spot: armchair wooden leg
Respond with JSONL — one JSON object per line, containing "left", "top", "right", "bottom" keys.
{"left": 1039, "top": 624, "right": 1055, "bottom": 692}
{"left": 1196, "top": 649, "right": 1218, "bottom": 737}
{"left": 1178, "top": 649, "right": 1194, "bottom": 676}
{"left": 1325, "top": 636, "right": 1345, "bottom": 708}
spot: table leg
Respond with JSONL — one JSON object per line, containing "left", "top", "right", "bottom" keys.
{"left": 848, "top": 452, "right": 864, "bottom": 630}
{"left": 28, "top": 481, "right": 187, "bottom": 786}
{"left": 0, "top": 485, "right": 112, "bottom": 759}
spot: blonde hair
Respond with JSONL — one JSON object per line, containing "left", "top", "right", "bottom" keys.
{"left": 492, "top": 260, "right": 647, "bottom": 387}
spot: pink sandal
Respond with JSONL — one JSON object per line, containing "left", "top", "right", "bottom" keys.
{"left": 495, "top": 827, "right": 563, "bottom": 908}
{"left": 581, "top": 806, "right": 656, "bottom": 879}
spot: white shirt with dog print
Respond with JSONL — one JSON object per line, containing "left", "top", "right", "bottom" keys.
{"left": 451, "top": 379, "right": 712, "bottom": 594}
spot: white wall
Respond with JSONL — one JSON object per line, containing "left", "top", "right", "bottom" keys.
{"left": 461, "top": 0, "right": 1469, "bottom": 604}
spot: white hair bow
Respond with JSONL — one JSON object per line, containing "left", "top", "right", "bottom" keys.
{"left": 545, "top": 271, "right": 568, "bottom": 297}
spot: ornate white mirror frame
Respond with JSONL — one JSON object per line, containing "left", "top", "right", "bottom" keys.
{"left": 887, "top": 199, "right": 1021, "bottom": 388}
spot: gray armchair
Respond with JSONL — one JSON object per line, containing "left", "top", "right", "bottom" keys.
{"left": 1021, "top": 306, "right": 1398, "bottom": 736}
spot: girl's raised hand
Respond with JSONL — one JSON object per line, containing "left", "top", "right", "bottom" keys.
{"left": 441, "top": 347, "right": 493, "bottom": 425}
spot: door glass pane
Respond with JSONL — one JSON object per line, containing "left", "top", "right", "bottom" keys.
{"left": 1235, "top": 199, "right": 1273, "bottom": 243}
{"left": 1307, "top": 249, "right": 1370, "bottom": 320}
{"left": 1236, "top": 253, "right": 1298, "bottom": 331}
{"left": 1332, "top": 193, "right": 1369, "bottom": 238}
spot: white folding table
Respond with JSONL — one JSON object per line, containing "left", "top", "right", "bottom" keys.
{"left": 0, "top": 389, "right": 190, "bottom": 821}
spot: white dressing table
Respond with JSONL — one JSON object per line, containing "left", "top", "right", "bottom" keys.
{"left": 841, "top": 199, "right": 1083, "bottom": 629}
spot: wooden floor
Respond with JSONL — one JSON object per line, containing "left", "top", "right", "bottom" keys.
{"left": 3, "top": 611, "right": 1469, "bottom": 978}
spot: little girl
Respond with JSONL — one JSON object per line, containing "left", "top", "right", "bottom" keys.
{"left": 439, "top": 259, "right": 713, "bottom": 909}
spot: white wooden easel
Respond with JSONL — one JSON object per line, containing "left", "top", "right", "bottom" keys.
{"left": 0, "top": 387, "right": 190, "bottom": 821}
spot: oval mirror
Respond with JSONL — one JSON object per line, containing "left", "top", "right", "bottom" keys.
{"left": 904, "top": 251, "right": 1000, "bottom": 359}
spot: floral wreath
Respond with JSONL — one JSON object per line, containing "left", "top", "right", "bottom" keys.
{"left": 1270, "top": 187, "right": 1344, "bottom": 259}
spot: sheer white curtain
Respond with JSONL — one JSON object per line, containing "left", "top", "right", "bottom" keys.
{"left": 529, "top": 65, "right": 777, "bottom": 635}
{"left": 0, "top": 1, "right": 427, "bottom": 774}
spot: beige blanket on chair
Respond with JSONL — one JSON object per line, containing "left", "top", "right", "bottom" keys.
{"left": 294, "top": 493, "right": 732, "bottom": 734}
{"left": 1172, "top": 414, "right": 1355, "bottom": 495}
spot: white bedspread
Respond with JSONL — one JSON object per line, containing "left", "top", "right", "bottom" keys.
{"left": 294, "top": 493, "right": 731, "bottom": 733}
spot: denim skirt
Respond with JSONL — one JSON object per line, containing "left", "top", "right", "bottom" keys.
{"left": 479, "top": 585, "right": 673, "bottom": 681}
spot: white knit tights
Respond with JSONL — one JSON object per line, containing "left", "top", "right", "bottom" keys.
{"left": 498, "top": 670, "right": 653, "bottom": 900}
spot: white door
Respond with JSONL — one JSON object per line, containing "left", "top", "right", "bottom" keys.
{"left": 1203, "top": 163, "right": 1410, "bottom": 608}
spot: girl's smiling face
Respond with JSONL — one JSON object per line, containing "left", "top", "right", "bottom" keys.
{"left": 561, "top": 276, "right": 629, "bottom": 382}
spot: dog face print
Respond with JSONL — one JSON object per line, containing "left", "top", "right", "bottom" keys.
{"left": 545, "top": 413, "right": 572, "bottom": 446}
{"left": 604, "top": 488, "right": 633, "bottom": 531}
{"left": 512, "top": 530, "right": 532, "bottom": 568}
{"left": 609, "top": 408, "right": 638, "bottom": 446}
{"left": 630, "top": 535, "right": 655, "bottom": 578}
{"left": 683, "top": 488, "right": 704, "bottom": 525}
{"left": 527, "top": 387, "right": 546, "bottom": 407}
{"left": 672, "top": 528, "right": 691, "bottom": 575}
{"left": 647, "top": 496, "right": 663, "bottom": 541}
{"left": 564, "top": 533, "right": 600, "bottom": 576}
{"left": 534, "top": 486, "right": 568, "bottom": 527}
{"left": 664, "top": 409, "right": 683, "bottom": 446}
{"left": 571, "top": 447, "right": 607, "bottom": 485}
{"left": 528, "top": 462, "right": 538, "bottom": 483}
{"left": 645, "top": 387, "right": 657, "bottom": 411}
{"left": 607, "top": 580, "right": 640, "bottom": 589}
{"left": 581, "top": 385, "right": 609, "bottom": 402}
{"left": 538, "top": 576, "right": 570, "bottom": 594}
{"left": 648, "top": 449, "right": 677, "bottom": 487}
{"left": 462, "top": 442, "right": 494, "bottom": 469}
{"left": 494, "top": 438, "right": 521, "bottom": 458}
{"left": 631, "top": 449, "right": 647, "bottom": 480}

----

WHAT TO WORK ON >>
The answer should be an exact reproduction of all the entries.

EXERCISE ANSWER >>
spot: armchair wooden leg
Respond with JSONL — one JSON object per line, containing "left", "top", "right", "bottom" keys.
{"left": 1039, "top": 624, "right": 1055, "bottom": 692}
{"left": 1196, "top": 649, "right": 1218, "bottom": 737}
{"left": 1178, "top": 649, "right": 1194, "bottom": 676}
{"left": 1325, "top": 636, "right": 1345, "bottom": 708}
spot: table leg
Respond with JSONL — one JSON object per line, containing "left", "top", "right", "bottom" keys.
{"left": 848, "top": 452, "right": 864, "bottom": 630}
{"left": 28, "top": 481, "right": 187, "bottom": 786}
{"left": 0, "top": 485, "right": 112, "bottom": 759}
spot: blonde hair
Respond with JSONL — one JSON object per line, containing "left", "top", "right", "bottom" keys.
{"left": 492, "top": 260, "right": 647, "bottom": 387}
spot: pink sandal
Respond with JSONL — one JSON object per line, containing "left", "top", "right", "bottom" keys.
{"left": 495, "top": 827, "right": 563, "bottom": 908}
{"left": 581, "top": 806, "right": 656, "bottom": 879}
spot: white shirt with dog print
Respond with JSONL — one JSON object per line, containing "left", "top", "right", "bottom" keys.
{"left": 451, "top": 379, "right": 712, "bottom": 594}
spot: white wall
Respond with JSONL — one JSON object per line, containing "left", "top", "right", "bottom" keys.
{"left": 461, "top": 0, "right": 1469, "bottom": 604}
spot: white hair bow
Respond with JSONL — one JSON object per line, containing "left", "top", "right", "bottom" keys.
{"left": 545, "top": 271, "right": 568, "bottom": 297}
spot: ornate white mirror frame
Respond with JSONL — one JSON object per line, containing "left", "top", "right", "bottom" keys.
{"left": 887, "top": 199, "right": 1021, "bottom": 388}
spot: gray armchair
Respond with JSONL — one JSON object per line, containing "left", "top", "right", "bottom" keys.
{"left": 1021, "top": 306, "right": 1398, "bottom": 736}
spot: girl's raised hand
Respond with JSONL — one JSON object per line, containing "left", "top", "right", "bottom" keys.
{"left": 441, "top": 347, "right": 493, "bottom": 425}
spot: door glass pane
Respond with JSONL — one JSON object per line, containing "left", "top", "right", "bottom" keys.
{"left": 1235, "top": 199, "right": 1273, "bottom": 243}
{"left": 1307, "top": 249, "right": 1370, "bottom": 320}
{"left": 1236, "top": 253, "right": 1298, "bottom": 331}
{"left": 1332, "top": 193, "right": 1369, "bottom": 238}
spot: white folding table
Respond with JSONL — one JSON object per line, containing "left", "top", "right", "bottom" keys.
{"left": 0, "top": 389, "right": 190, "bottom": 821}
spot: white dressing table
Respond with JSONL — one JSON object per line, containing "left", "top", "right", "bottom" keys.
{"left": 841, "top": 199, "right": 1083, "bottom": 629}
spot: wooden floor
Respond with JSONL — one JSON object per line, containing "left", "top", "right", "bottom" keys.
{"left": 3, "top": 611, "right": 1469, "bottom": 978}
spot: little girl
Respond with JSONL — one JSON object per line, containing "left", "top", "right", "bottom" keys.
{"left": 439, "top": 259, "right": 713, "bottom": 909}
spot: white wooden easel
Respond with JSONL — one JSON object per line, containing "left", "top", "right", "bottom" keys.
{"left": 0, "top": 387, "right": 190, "bottom": 821}
spot: oval mirror
Respond with JSONL — one JSON object per line, containing "left", "top", "right", "bottom" keys.
{"left": 904, "top": 251, "right": 1000, "bottom": 359}
spot: floral wreath
Respond with JSONL — one JSON object per line, containing "left", "top", "right", "bottom" keys.
{"left": 1270, "top": 187, "right": 1344, "bottom": 259}
spot: sheer white curtain
Respond with JSONL — one JSON object per line, containing "left", "top", "right", "bottom" keys.
{"left": 529, "top": 65, "right": 777, "bottom": 635}
{"left": 0, "top": 1, "right": 427, "bottom": 774}
spot: beige blanket on chair
Respond with JSONL — one JSON object per line, containing "left", "top", "right", "bottom" keys.
{"left": 294, "top": 493, "right": 732, "bottom": 734}
{"left": 1172, "top": 414, "right": 1355, "bottom": 495}
spot: white bedspread
Respond with JSONL — one JSON object per line, containing "left", "top", "right", "bottom" keys.
{"left": 294, "top": 493, "right": 731, "bottom": 733}
spot: denim skirt
Respond with JSONL — one JSON object per line, containing "left", "top", "right", "bottom" keys.
{"left": 479, "top": 585, "right": 673, "bottom": 681}
spot: white knit tights
Respond with JSONL — one JSON object per line, containing "left", "top", "right", "bottom" keys.
{"left": 498, "top": 670, "right": 653, "bottom": 900}
spot: white door
Respond with JSONL — one JSON object per line, containing "left", "top", "right", "bottom" keys.
{"left": 1203, "top": 163, "right": 1410, "bottom": 608}
spot: girl's smiling face
Respond with JSONL — one JSON object per line, containing "left", "top", "right", "bottom" keys.
{"left": 561, "top": 276, "right": 629, "bottom": 382}
spot: dog face print
Respond with JSONL — one JSON object per line, containing "left", "top", "right", "bottom" keys.
{"left": 545, "top": 413, "right": 572, "bottom": 446}
{"left": 604, "top": 488, "right": 633, "bottom": 531}
{"left": 512, "top": 530, "right": 532, "bottom": 568}
{"left": 609, "top": 408, "right": 638, "bottom": 446}
{"left": 630, "top": 535, "right": 655, "bottom": 578}
{"left": 683, "top": 488, "right": 704, "bottom": 525}
{"left": 527, "top": 387, "right": 546, "bottom": 407}
{"left": 672, "top": 528, "right": 691, "bottom": 575}
{"left": 647, "top": 496, "right": 663, "bottom": 541}
{"left": 564, "top": 533, "right": 600, "bottom": 576}
{"left": 534, "top": 486, "right": 568, "bottom": 527}
{"left": 664, "top": 409, "right": 683, "bottom": 446}
{"left": 571, "top": 447, "right": 607, "bottom": 485}
{"left": 528, "top": 462, "right": 538, "bottom": 483}
{"left": 645, "top": 387, "right": 657, "bottom": 411}
{"left": 607, "top": 580, "right": 640, "bottom": 589}
{"left": 581, "top": 385, "right": 609, "bottom": 402}
{"left": 538, "top": 576, "right": 570, "bottom": 594}
{"left": 648, "top": 449, "right": 677, "bottom": 487}
{"left": 462, "top": 442, "right": 494, "bottom": 469}
{"left": 494, "top": 438, "right": 521, "bottom": 458}
{"left": 631, "top": 449, "right": 647, "bottom": 480}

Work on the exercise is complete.